(Records from a collection)
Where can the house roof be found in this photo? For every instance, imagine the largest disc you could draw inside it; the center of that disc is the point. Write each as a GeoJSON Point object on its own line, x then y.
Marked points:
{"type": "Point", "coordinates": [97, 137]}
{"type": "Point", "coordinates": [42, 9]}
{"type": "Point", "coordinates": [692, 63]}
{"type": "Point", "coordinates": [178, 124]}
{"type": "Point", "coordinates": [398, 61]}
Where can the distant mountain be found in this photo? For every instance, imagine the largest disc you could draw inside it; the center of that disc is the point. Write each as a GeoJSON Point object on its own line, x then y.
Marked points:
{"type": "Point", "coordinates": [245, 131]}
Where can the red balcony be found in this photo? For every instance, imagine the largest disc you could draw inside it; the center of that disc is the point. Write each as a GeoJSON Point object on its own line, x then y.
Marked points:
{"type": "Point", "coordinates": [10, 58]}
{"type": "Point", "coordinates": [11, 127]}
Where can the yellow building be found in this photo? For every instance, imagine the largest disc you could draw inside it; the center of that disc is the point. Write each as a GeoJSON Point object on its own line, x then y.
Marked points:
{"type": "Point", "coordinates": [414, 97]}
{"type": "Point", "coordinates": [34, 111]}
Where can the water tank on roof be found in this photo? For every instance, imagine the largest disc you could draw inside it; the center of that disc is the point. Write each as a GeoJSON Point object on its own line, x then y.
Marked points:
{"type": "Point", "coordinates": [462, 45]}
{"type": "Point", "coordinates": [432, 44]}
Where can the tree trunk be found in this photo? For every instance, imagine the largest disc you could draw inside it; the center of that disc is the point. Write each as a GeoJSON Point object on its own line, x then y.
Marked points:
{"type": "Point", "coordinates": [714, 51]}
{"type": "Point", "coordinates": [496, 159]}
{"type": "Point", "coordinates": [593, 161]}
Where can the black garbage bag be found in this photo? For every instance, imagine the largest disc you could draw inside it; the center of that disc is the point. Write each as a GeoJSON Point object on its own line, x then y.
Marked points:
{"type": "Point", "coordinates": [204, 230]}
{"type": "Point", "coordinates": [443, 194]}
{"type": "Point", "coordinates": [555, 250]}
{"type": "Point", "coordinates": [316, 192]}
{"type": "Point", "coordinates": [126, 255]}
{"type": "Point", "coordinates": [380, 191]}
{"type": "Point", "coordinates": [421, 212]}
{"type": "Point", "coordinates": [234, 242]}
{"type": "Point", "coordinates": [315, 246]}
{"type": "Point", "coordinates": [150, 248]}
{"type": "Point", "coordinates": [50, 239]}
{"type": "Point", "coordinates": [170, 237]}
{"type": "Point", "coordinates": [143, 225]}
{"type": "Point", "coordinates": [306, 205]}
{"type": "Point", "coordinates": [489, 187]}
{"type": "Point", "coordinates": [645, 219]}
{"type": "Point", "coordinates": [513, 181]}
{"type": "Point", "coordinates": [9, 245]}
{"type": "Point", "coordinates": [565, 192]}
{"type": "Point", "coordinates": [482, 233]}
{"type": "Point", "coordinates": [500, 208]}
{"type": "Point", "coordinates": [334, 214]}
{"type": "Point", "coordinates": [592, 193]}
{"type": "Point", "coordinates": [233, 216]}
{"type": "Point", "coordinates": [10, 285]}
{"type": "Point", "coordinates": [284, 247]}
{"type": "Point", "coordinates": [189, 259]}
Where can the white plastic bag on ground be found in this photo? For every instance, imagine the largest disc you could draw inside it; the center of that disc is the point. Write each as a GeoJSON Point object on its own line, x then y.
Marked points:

[Instructions for the task]
All lines of the records above that contain the word "roof" are to be copied out.

[Task output]
Where can the house roof be found in this photo? For every instance, imagine the largest disc you could draw inside it; the center of that disc is the point. Write each as a GeoJSON Point object on its own line, x then y.
Where can the water tank on roof be found in this photo? For every instance, imagine the largest disc you could draw inside it; the center of that disc is the point. Write each as a GeoJSON Point object on its own line, x then y.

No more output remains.